*The exercise:* Gather each line in the material below that contains the word "reef" and copy those lines out unchanged.

....

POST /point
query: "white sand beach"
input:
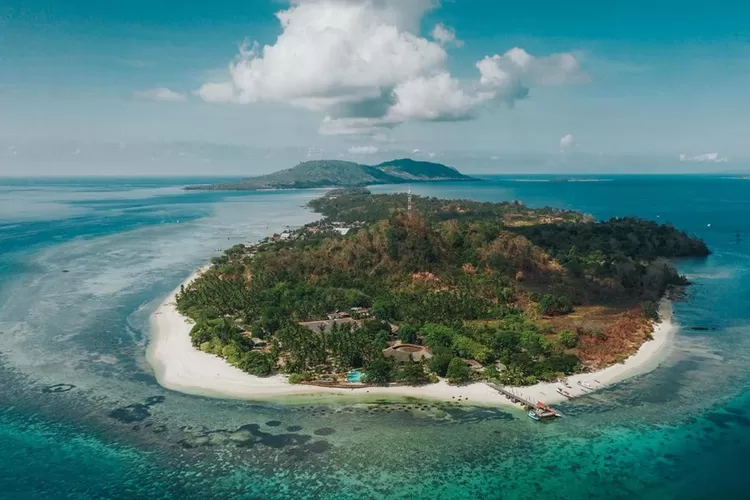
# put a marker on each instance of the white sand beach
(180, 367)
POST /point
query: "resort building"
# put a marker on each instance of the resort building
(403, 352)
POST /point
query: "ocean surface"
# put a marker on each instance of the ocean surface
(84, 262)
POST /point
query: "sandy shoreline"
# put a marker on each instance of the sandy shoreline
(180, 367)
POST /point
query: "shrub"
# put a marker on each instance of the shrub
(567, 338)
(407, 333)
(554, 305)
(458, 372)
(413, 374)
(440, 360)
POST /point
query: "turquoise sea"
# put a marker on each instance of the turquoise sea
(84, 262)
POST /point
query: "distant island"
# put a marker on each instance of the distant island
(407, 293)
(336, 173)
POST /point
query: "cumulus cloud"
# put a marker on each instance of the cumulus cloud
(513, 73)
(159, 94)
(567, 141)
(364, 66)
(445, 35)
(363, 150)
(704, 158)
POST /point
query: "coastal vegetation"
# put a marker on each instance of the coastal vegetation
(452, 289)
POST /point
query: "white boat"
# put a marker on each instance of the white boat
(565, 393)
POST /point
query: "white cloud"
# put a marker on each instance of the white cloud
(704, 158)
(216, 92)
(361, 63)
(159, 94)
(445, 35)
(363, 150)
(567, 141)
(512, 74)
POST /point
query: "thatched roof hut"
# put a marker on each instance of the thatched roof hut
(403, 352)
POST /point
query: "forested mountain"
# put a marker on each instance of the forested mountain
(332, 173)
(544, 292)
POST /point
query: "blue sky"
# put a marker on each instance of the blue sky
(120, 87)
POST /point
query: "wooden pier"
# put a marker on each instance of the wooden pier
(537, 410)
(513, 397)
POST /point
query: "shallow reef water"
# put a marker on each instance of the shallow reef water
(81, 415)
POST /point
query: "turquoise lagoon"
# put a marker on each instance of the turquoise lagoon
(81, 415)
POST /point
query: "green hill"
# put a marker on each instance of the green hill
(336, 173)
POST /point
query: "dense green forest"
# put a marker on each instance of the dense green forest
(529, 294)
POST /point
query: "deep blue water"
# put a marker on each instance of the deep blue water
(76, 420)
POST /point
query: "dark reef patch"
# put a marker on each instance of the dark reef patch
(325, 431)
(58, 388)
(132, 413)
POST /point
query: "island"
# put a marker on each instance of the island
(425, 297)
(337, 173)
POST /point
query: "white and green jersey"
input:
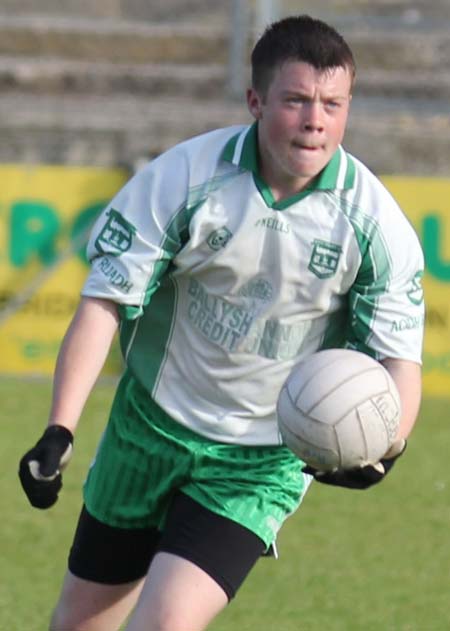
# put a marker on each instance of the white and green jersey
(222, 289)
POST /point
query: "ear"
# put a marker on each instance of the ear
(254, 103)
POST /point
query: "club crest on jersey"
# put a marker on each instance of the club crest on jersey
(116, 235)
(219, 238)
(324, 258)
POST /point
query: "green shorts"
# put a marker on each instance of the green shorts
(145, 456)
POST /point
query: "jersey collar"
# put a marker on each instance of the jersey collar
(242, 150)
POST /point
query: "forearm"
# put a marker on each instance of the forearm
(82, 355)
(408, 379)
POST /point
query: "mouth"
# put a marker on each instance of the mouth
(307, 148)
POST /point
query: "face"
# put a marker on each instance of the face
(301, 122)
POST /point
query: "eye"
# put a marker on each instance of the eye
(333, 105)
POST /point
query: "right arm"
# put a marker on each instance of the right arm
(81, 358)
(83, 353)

....

*Task response:*
query: "shallow reef water"
# put a marker on each instance of the shallow reef water
query: "dark reef patch"
# put a marker on each instance of the dark reef patch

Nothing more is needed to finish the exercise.